# DER TEXT:
◇ ◇ ◇

Eigentlich ist Annie Leibovitz kein öffentlicher Mensch. Sicher, sie ist die berühmteste Fotografin der Welt. Und wer von ihr abgelichtet wurde, ist angekommen im Olymp der Eitelkeiten. Doch ihr Privatleben hat die 57-jährige Amerikanerin bisher für sich behalten. Ihre jahrelange Liaison mit der Schriftstellerin Susan Sontag ist zwar bekannt, ebenso kann sie ihre drei Töchter nicht verbergen. Dennoch gibt Workaholic Leibovitz kaum Interviews. Die große, blonde, schwarz gekleidete Fotografin mit dem hageren Gesicht stellt klar, dass sie die Frau hinter, nicht vor der Kamera ist. Privat zieht sie sich zurück in ihr New Yorker Penthouse, meidet Partys und Stars, die sich doch so darum reißen, vor ihre Kamera zu kommen.

Umso erstaunlicher ist es, dass sie nun in ihrer Ausstellung im New Yorker Brooklyn Museum of Art ("Annie Leibovitz: A Photographer's Life 1990-2005") so viele geradezu intime Fotos aus ihrem Privatleben zeigt. "Ich habe keine zwei Leben. Es gibt nur das eine, und die persönlichen Bilder und die Auftragsarbeiten sind alle ein Teil von ihm", hat Leibovitz zur Ausstellungseröffnung am 20. Oktober gesagt. In Deutschland kommt fast zeitgleich ein Bildband unter dem gleichen Titel (Schirmer/Mosel, 472 S.; 78 Euro) heraus.

◇ ◇ ◇

# DEINE AUFGABEN:
**1.** Wohin zieht sich Annie Leibovitz laut dem Text über die Fotografin privat zurück?
**2.** Schreib aus dem Text über die Fotografin alles von „Umso erstaunlicher ist“ bis hinunter zu „78 Euro) heraus.“ genau ab.

◇ ◇ ◇

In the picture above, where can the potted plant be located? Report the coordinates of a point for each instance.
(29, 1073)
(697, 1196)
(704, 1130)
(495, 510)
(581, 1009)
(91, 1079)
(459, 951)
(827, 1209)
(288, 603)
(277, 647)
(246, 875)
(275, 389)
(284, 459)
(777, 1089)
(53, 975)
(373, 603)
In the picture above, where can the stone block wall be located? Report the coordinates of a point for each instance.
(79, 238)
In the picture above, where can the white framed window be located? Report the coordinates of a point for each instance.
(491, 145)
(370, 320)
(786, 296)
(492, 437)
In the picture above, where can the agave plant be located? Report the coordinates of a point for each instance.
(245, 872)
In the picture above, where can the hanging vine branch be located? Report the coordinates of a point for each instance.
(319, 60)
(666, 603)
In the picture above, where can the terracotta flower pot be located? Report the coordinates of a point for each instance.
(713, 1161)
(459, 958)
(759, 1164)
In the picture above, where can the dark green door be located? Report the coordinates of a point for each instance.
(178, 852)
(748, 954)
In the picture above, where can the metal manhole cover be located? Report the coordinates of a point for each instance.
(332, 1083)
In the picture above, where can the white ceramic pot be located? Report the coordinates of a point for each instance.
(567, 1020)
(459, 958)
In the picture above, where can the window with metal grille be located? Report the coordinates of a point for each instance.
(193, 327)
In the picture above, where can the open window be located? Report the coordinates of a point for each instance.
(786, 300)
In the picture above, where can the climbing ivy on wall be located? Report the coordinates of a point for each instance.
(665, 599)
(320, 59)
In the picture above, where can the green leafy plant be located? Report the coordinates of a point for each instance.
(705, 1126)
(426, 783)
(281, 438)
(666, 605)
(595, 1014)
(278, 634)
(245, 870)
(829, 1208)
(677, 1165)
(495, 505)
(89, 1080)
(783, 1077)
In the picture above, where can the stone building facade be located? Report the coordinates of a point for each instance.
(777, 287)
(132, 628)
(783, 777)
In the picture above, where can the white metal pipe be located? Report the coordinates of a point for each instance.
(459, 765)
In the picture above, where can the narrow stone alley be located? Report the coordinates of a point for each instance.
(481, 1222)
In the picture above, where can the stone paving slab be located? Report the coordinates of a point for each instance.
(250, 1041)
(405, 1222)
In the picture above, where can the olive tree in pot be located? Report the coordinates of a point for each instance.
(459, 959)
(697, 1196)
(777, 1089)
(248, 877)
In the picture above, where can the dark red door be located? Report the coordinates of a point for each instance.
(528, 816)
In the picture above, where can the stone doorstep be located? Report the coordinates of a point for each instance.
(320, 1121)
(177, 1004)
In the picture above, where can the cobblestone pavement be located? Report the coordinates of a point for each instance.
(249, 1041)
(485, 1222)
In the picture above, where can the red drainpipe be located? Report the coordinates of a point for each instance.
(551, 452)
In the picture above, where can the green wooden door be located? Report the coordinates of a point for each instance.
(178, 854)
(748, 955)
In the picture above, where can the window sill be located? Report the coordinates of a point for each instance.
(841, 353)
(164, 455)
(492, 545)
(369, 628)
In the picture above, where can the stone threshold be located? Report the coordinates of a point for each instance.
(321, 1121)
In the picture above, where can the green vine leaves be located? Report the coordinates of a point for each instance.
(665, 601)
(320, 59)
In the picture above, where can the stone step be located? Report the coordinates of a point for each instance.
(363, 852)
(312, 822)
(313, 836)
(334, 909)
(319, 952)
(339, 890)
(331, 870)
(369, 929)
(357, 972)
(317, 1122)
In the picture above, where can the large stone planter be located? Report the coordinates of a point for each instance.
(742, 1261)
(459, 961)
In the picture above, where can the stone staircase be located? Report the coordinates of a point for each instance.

◇ ◇ ◇

# DIE ANTWORTEN:
**1.** In ihr New Yorker Penthouse.

**2.**
Umso erstaunlicher ist es, dass sie nun in ihrer Ausstellung im New Yorker Brooklyn Museum of Art ("Annie Leibovitz: A Photographer's Life 1990-2005") so viele geradezu intime Fotos aus ihrem Privatleben zeigt. "Ich habe keine zwei Leben. Es gibt nur das eine, und die persönlichen Bilder und die Auftragsarbeiten sind alle ein Teil von ihm", hat Leibovitz zur Ausstellungseröffnung am 20. Oktober gesagt. In Deutschland kommt fast zeitgleich ein Bildband unter dem gleichen Titel (Schirmer/Mosel, 472 S.; 78 Euro) heraus.